--- PROVIDED PASSAGE ---

Finally, if you need to improve reporting performance, consider building a data mart or other separate denormalised structure for reporting. Reports that combine requirements of a real-time view of aggregates calculated over large volumes of data are rare and tend to only occur in a handful of lines of business. Systems that can do this tend to be quite fiddly to build and therefore expensive.

You will almost certainly only have a small number of reports that genuinely need up-to-the minute data and they will almost always be operational reports like to-do-lists or exception reports that work on small amounts of data. Anything else can be pushed to the data mart, for which a nightly refresh is probably sufficient.

ConcernedOfTunbridgeWells
A: 

I don't know what you mean about creating a database by-the-book because most books I've read about databases include a topic about optimization which is the same thing as denormalizing the database design.

It's a balance act so don't optimize prematurely. The reason is that denormalized database design tend to be become difficult to work with. You'll need some metrics so do some stress-testing on the database in order to decide wether or not you wan't to denormalize.

--- LISTED RECORDS ---

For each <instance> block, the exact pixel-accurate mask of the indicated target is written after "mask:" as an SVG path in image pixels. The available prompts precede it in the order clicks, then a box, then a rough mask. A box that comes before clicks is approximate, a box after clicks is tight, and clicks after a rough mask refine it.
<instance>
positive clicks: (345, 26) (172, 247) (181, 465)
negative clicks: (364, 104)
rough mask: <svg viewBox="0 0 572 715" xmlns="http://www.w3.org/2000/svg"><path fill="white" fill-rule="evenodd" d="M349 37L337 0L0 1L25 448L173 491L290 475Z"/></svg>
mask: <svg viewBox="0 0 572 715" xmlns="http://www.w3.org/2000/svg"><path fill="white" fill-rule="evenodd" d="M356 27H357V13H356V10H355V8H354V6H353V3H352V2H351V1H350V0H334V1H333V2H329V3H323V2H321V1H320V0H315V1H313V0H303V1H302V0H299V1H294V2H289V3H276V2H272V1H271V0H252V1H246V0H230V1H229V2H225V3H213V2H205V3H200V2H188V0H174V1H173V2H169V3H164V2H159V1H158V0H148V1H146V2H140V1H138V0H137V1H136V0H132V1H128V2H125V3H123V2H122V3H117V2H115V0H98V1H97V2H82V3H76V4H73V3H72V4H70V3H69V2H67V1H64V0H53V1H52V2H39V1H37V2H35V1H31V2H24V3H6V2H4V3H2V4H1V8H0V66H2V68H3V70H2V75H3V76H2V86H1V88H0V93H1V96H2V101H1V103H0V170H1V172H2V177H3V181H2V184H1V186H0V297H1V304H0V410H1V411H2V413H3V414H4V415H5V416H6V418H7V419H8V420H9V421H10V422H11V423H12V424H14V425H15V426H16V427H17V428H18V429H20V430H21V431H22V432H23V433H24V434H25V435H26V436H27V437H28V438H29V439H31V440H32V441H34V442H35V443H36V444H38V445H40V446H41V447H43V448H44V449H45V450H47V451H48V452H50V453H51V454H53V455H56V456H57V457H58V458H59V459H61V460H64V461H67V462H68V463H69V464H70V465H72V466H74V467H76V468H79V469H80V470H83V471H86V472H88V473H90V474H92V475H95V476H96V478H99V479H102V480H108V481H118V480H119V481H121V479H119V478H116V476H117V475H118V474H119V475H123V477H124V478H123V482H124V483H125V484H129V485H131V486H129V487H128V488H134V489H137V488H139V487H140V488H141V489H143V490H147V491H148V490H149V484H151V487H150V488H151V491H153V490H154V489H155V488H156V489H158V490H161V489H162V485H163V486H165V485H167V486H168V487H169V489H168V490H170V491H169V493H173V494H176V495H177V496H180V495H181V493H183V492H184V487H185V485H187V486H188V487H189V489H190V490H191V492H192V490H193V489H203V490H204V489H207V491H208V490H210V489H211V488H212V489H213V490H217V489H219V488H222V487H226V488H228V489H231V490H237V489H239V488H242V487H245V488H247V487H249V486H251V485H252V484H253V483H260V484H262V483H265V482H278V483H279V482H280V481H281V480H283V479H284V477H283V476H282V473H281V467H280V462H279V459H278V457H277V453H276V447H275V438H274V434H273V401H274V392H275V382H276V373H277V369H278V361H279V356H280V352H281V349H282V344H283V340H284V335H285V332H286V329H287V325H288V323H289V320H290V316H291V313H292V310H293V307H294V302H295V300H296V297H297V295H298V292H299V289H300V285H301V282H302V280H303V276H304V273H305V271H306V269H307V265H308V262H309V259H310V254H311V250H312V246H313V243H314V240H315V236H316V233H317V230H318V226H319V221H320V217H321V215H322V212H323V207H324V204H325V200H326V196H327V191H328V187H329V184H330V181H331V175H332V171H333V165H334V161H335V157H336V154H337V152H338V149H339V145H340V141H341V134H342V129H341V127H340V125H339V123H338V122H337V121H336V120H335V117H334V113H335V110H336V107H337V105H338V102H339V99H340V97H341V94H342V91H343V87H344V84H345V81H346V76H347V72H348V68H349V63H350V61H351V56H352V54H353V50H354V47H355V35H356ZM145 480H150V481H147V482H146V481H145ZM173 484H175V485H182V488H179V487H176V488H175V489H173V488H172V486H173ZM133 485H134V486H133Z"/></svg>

---

→ EXERCISE INSTRUCTIONS
(a) In the database design passage, how often is refreshing the data mart probably sufficient?
(b) How many lines of the records contain the word "rough", with case counting? Give only the number.

→ TASK RESULTS
(a) A nightly refresh is probably sufficient.

(b) 2